▸ Work to be completed:
In full and without alteration, give the listing again.

▸ Raw data:

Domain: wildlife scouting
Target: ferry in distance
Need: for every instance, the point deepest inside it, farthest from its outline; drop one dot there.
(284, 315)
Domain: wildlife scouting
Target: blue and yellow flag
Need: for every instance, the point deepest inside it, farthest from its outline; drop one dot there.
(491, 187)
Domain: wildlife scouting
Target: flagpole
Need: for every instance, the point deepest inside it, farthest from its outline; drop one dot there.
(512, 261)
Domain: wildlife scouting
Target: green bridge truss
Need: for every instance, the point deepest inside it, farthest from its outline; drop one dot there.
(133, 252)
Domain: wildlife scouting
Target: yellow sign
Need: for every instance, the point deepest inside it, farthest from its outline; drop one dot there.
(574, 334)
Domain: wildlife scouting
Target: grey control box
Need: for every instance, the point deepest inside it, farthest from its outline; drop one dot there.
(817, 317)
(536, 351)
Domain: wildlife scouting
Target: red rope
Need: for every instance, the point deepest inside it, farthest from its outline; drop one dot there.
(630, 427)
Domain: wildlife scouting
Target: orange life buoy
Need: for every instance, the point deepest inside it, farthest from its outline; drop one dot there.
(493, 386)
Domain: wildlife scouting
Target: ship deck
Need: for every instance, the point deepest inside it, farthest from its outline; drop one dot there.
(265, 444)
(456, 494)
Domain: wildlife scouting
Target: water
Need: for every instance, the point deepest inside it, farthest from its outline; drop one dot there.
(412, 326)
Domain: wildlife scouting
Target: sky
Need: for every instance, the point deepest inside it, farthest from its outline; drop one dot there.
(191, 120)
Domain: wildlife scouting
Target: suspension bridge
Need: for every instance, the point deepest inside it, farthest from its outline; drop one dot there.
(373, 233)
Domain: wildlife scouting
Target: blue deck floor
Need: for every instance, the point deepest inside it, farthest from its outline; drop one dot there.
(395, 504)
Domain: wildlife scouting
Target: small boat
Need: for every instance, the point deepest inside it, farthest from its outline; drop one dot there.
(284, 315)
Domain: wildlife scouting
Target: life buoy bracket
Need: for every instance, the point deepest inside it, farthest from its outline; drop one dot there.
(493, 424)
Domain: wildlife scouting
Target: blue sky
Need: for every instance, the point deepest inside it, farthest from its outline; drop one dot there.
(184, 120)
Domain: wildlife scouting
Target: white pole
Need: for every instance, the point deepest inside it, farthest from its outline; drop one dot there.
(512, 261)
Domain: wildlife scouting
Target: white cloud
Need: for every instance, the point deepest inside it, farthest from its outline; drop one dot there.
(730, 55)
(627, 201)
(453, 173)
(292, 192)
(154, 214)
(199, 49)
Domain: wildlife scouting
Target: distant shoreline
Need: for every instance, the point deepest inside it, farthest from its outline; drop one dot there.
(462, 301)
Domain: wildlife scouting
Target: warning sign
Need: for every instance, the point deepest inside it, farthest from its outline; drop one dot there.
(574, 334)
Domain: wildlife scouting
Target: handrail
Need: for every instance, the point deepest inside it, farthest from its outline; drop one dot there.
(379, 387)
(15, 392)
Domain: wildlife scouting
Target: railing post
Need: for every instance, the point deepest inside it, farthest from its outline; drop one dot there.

▸ Completed task:
Domain: wildlife scouting
Target: ferry in distance
Need: for every instance, the point deepest inside it, farthest from its outline; drop one dot there.
(284, 315)
Domain: wildlife scouting
Target: blue and yellow flag
Need: for every instance, the point deepest inside it, farthest from its outline; drop one dot there.
(491, 187)
Domain: wildlife scouting
Target: flagpole
Need: for every instance, the point deepest inside it, farthest from its outline; drop one dot there.
(512, 261)
Domain: wildlife scouting
Target: green bridge truss
Need: for every instance, the point deepest inside it, farthest from its outline; drop one dot there.
(133, 252)
Domain: wildlife scouting
Target: yellow sign
Need: for every instance, the point deepest inside it, farthest from its outline; drop one dot there.
(574, 334)
Domain: wildlife scouting
Target: grey control box
Need: for every instance, the point deepest inside it, farthest from its outline; drop one dot there.
(817, 317)
(536, 351)
Domain: wildlife scouting
Target: red rope
Need: for every instance, the point deepest inside it, farthest from its outline; drop one dot there.
(630, 427)
Domain: wildlife scouting
Target: orange life buoy
Need: for every instance, the point deepest inside it, farthest from its outline; drop one dot there.
(493, 386)
Domain: wildlife scouting
Target: ship deck
Need: for every instance, the point deepest inside it, farthest from its outline; drop one dot there.
(265, 444)
(456, 494)
Domain: wildlife scouting
Target: water
Need: for every instance, the point deepest inside it, farthest from its outline; drop one dot there.
(412, 326)
Domain: wildlife scouting
Target: sky
Need: for every instance, the point deepest inside it, farthest from its outline; drop one dot there.
(191, 120)
Domain: wildlife scouting
Target: suspension bridge
Need: for every instance, the point deepest inside it, farthest from its outline; drop one dot there.
(373, 233)
Domain: wildlife scouting
Target: blue deck floor
Need: for every instance, the point deepest inside it, farthest from its outline; drop one dot there.
(395, 504)
Domain: wildlife scouting
Target: small boat
Need: for every instance, the point deepest inside it, farthest from its outline; drop one dot there.
(284, 315)
Domain: wildlife scouting
Target: life buoy bracket
Need: for every instance, the point deepest inside it, farthest from its outline; drop one dot there.
(493, 424)
Domain: wildlife scouting
Target: blue sky
Need: for every instance, the point deepest inside it, farthest from its outline; drop one dot there.
(184, 120)
Domain: wildlife scouting
Target: white pole
Need: for every instance, the point deepest inside it, farthest from its outline; drop one dot there.
(512, 261)
Domain: wildlife scouting
Target: white cloud
Need: for every instance, the point deepest inside it, farthest from its outline; drop one dot there.
(730, 55)
(627, 201)
(453, 173)
(292, 192)
(154, 214)
(199, 49)
Domain: wildlife scouting
Target: distant shoreline
Need: for every instance, the point deepest inside it, farthest from its outline; drop one dot there.
(462, 301)
Domain: wildlife scouting
Target: warning sign
Need: for every instance, the point deepest inside it, farthest from its outline; drop one dot there.
(574, 334)
Domain: wildlife scouting
Target: handrail
Need: for every instance, the point deepest inside it, farthest from its outline; drop one dot there.
(379, 387)
(15, 392)
Domain: wildlife scouting
Target: railing post
Need: for every instance, the point deepest inside it, farthest from its outline; drop one dot there.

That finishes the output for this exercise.